## SELECTED EXTRACT:
FAMILY HOME, BERGEN
A steel house for an iron woman, set in a dreamy, pine forest on the coast outside of Bergen, Norway. The task was to reduce the family of nine's existing living area by 50%. Rigid, strict steel branches reach out between organic, random tree stems, creating a semi-private environment for the tightly connected family. Corridors run between the private and public, with meeting places along the way. The corridors are set with glass niches containing open shelves to expose all of life's chaos, all rooms with direct connection to the forest full of sounds and smells and creatures. Top floor rooms have sunroofs that open up towards the sylvan space above.
CENTER FOR BIOLOGICAL DIVERSITY, COPENHAGEN
Exhibition space, partially underground, for animals of different sorts. Dark concrete structures fold up from the ground to make room for the program; café/shop, three exhibitions spaces, library as well as auditorium/offices. The height of the exhibition spaces varies with the amount of light the displayed animal requires in its habitat. These spaces are connected with dark, underground passages working as neutralization zones between the different light experiences.

## SUPPLIED DATA:

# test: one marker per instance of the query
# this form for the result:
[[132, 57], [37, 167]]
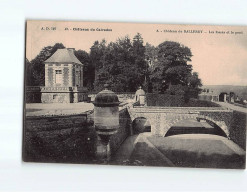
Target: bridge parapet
[[163, 118]]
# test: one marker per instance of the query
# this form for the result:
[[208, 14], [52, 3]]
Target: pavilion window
[[58, 76]]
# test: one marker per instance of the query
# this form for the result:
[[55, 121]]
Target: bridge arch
[[218, 124]]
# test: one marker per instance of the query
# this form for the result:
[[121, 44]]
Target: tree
[[38, 66], [121, 64], [29, 73], [88, 69], [172, 66]]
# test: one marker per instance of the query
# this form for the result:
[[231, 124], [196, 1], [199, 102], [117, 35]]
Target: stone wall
[[48, 123], [69, 139], [238, 128], [56, 97], [123, 132], [164, 100], [121, 96]]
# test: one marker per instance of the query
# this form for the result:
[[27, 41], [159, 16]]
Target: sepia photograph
[[135, 94]]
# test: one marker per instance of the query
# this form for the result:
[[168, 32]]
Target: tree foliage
[[121, 64], [172, 67], [88, 69], [127, 64]]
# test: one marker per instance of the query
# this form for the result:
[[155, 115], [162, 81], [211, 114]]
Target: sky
[[219, 52]]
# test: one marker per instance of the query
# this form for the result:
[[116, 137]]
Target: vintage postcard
[[135, 94]]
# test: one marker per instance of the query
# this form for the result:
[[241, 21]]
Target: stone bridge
[[163, 118]]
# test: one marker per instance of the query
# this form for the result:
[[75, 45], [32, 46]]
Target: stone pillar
[[106, 121]]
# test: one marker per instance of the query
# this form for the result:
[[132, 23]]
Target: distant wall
[[238, 128], [47, 123], [200, 103], [165, 100], [121, 96]]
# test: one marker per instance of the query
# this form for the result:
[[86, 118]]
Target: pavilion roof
[[63, 56]]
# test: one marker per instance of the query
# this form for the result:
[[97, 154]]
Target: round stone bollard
[[106, 120]]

## COMPLETE THE FOLLOWING:
**a)** According to the project descriptions, by what percentage was the family's existing living area in the Bergen house to be reduced?
**b)** Reproduce the stretch of the project descriptions from "FAMILY HOME, BERGEN" through "sylvan space above.".
**c)** Continue the project descriptions from their last sentence onward.

## REPLIES:
**a)** By 50%.

**b)**
FAMILY HOME, BERGEN
A steel house for an iron woman, set in a dreamy, pine forest on the coast outside of Bergen, Norway. The task was to reduce the family of nine's existing living area by 50%. Rigid, strict steel branches reach out between organic, random tree stems, creating a semi-private environment for the tightly connected family. Corridors run between the private and public, with meeting places along the way. The corridors are set with glass niches containing open shelves to expose all of life's chaos, all rooms with direct connection to the forest full of sounds and smells and creatures. Top floor rooms have sunroofs that open up towards the sylvan space above.

**c)**
EDUCATION AS INTERVENTION ON THE GREEN LINE
A separation barrier, planned to reach 700 kilometres in length, has been under construction for almost 15 years between Israel and the West Bank, justified by the Israelis as a necessary security measure following the Second Intifada. After having walled-in the Gaza Strip in 1994 with a barrier following the Green Line, the one around the West Bank penetrates the occupied territories to a large extent, with only 15% following the Green Line. 85% of the illegal Wall is snaking its way through Palestinian farming fields and has left 8,5% of the total Palestinian land on the other side of the Wall, effectively making it Israeli land. Its construction requires 7.500-10.000 olive trees to be uprooted, annually. The Wall has many different characteristics, from the 8 meter tall concrete blocks in densely populated areas, via earth mounds with concrete walls on top, to wide fields of barbed wire and electrical fences in the more desolate places. However it is constructed, long shadows are cast into the Palestinian society.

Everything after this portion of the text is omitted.